Aim of the exercise: Reproduce the full set of records verbatim.

Given information:
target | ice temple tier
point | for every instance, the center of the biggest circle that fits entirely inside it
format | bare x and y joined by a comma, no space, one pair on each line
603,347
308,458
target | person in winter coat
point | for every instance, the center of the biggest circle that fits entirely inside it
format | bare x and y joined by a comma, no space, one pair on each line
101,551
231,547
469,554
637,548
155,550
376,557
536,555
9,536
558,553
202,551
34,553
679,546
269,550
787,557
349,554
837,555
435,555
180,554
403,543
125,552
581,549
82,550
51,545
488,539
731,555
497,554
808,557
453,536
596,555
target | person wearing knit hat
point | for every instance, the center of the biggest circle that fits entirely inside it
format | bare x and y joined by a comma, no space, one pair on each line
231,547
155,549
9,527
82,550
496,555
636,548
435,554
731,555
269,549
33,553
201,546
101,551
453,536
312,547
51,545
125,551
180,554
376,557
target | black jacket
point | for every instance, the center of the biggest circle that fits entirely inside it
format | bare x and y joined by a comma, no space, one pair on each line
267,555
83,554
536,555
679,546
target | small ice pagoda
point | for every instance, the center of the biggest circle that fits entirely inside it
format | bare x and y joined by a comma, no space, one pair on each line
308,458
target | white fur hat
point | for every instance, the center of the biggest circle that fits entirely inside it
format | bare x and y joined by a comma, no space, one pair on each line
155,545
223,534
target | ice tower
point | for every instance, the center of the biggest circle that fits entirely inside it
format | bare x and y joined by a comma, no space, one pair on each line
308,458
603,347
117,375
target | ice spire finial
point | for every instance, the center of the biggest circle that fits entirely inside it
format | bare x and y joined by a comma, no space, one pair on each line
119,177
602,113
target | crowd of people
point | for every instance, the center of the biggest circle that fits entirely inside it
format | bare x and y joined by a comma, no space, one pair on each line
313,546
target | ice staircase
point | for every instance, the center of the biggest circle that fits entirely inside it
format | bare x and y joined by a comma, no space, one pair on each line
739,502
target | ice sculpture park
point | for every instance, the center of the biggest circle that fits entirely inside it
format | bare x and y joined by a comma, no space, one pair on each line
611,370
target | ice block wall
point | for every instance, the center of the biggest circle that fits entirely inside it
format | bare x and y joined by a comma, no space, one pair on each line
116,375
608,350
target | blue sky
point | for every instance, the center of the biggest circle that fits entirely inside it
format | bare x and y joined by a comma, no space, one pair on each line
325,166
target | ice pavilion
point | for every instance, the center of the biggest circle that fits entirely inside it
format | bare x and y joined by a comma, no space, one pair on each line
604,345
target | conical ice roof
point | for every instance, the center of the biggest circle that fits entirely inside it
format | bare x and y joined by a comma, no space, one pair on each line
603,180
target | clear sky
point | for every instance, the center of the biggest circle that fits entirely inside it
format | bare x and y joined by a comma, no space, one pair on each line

Task answer:
target | ice temple tier
point | for every instance, the center of the biggest circle that fits entirely inside it
format | bare x and y joined by a comma, no space, one pair on each line
603,347
308,458
target | person in winter coat
point | for every instance, the center of the biggest circle that fits entirely inside it
format | bare x and y joined by a comma, no space, one pair on each line
101,551
231,547
469,554
637,548
155,550
376,557
536,555
9,536
558,553
202,551
34,553
679,546
269,550
787,557
349,554
837,555
435,555
180,554
403,543
125,552
581,549
82,550
51,545
488,539
731,555
497,554
808,557
453,536
596,555
target | person wearing knit hat
point | for every instance, the center of the biggest circle that fits entirely inside it
format | bare x and y joined by a comma, no space, one pair on each line
231,547
155,549
9,527
82,550
496,555
636,548
435,554
731,555
269,549
33,553
201,546
101,551
453,536
312,547
51,545
125,551
180,554
376,557
target | black jacket
point | for every instance, the center of the biggest circle that fits entirely inside it
format | bare x and y joined by a comma, no space, one pair on each line
267,555
83,554
536,555
679,546
target | small ice pagoda
point | for every instance, the center of the biggest circle that fits entirely inside it
format | bare x and y joined by a comma, no space, one pair on each line
308,458
target | white fur hat
point | for every instance, the center of the biggest circle that fits entirely inside it
format | bare x and y joined by a comma, no space, one pair on each line
155,545
223,534
target | ice tower
point | for every instance, the center of the biggest circle that fits entirely inside it
format | bare x and y joined by a comma, no space, one pair on each line
308,458
603,347
117,375
target | ice spire finial
point | for every instance, the center of the biggest circle that fits entirely inside it
format | bare x and y joined by a comma, no space, one pair on each line
119,177
602,113
target | crowd of people
point | for every instance, the center of the biggest circle that fits entirely inside it
format | bare x and y joined by a comma, no space, one pair on each line
313,546
target | ice staircase
point | for every instance, the center of the biggest circle that fits entirely inside it
format | bare x and y joined by a comma, no space, one pair on each line
739,502
target | ice sculpture park
point | for every instance, the center of the biggest circle that fits entirely inside it
format | bare x and y joined by a comma, no space, one pair on each line
611,370
target | ice block wall
point | for every instance, the center of the biggest circle that fits entirely inside it
format | bare x and y joined by a comma, no space, one pair on each line
116,375
608,350
target | blue sky
point | for every instance, the center of the biggest circle that fits entirely inside it
format | bare x and y joined by a comma, no space, one pair on each line
325,166
target | ice pavilion
point | for every instance, the center of the biggest circle that fits entirely inside it
format | bare x and y joined by a comma, no space, one pair on each line
604,345
target | conical ice roof
point | for every instance, the center of the biggest circle that fits entirely inside it
format | bare x and y joined by a comma, no space, one pair on each line
603,180
target | clear sky
point | for every instance, the center of the biggest circle that fits entirely inside it
format | bare x and y joined by a comma, no space, one pair on each line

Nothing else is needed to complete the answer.